Written instruction 1:
Pull out every line of the listing below that contains the word "child", matching case exactly.
▬▬▬
Frances Davis Alda (31 May 1879 – 18 September 1952) was a New Zealand-born, Australian-raised operatic lyric soprano. She achieved fame during the first three decades of the 20th century due to her outstanding singing voice, fine technique and colourful personality, as well as her frequent onstage partnerships at the Metropolitan Opera, New York, with Enrico Caruso.

Career
Alda was born Fanny Jane Davis in Christchurch, New Zealand, on 31 May 1879 to David Davis and Leonore Simonsen.

Leonore, a promising singer from a musical family, in September 1880 divorced David and resumed her singing career. Fanny spent her early years traveling with her mother on her operatic tours. After false starts in Australasia, she took Fanny and her younger brother to San Francisco, California in 1883. Leonore Davis remarried but died of peritonitis in San Francisco on 29 December 1884, shortly after remarrying, to Herman Adler. After her mother's death, Alda was sent to live with her maternal grandparents, Martin and Fanny Simonsen, in Melbourne, Victoria, Australia.
▬▬▬
Written instruction 2:
Transcribe the stretch of the Frances Alda biography above from "Leonore, a promising" through "Melbourne, Victoria, Australia.", word for word.
▬▬▬
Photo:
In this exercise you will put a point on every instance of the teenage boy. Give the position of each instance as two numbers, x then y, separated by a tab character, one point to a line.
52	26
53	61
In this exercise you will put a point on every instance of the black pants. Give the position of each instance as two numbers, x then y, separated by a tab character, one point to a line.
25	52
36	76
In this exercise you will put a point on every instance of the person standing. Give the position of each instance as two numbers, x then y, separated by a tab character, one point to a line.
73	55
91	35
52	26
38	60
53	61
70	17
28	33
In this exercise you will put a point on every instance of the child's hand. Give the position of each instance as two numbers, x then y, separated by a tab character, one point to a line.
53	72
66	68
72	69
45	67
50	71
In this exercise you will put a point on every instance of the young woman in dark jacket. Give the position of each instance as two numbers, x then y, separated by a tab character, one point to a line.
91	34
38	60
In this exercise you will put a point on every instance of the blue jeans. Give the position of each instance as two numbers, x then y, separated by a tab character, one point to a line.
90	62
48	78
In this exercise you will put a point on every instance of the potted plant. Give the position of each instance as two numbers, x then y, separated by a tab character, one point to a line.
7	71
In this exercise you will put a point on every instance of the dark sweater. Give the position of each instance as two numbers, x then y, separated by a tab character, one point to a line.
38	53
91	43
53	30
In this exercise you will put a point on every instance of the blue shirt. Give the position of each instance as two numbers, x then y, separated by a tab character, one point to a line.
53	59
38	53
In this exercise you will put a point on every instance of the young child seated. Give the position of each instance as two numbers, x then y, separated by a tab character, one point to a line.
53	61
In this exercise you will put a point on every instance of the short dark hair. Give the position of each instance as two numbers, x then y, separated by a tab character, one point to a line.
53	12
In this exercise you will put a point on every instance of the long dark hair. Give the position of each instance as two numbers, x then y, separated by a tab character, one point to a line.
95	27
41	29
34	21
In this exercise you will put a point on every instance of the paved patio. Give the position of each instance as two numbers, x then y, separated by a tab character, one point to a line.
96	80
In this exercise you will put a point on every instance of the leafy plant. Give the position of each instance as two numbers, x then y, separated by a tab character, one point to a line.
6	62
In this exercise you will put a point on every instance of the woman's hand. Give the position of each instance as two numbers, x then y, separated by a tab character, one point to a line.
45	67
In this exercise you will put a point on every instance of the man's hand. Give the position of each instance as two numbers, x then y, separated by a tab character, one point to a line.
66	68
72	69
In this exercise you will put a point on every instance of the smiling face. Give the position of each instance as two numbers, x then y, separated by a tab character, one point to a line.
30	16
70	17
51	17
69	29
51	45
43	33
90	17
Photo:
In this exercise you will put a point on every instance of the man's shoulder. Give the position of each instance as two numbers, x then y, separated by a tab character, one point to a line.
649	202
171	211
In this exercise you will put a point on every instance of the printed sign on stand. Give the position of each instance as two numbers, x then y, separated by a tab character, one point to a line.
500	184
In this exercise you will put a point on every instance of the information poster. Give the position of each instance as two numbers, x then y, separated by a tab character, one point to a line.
▬▬▬
Task answer 1:
In this exercise you will put a point on every instance of the child's hand. Give the position of each instance as two numbers, x then y, separated by a tab character, one point to a line.
In this exercise you will put a point on every instance of the young child seated. Give the position of each instance as two numbers, x then y, separated by a tab character, one point to a line.

Task answer 2:
Leonore, a promising singer from a musical family, in September 1880 divorced David and resumed her singing career. Fanny spent her early years traveling with her mother on her operatic tours. After false starts in Australasia, she took Fanny and her younger brother to San Francisco, California in 1883. Leonore Davis remarried but died of peritonitis in San Francisco on 29 December 1884, shortly after remarrying, to Herman Adler. After her mother's death, Alda was sent to live with her maternal grandparents, Martin and Fanny Simonsen, in Melbourne, Victoria, Australia.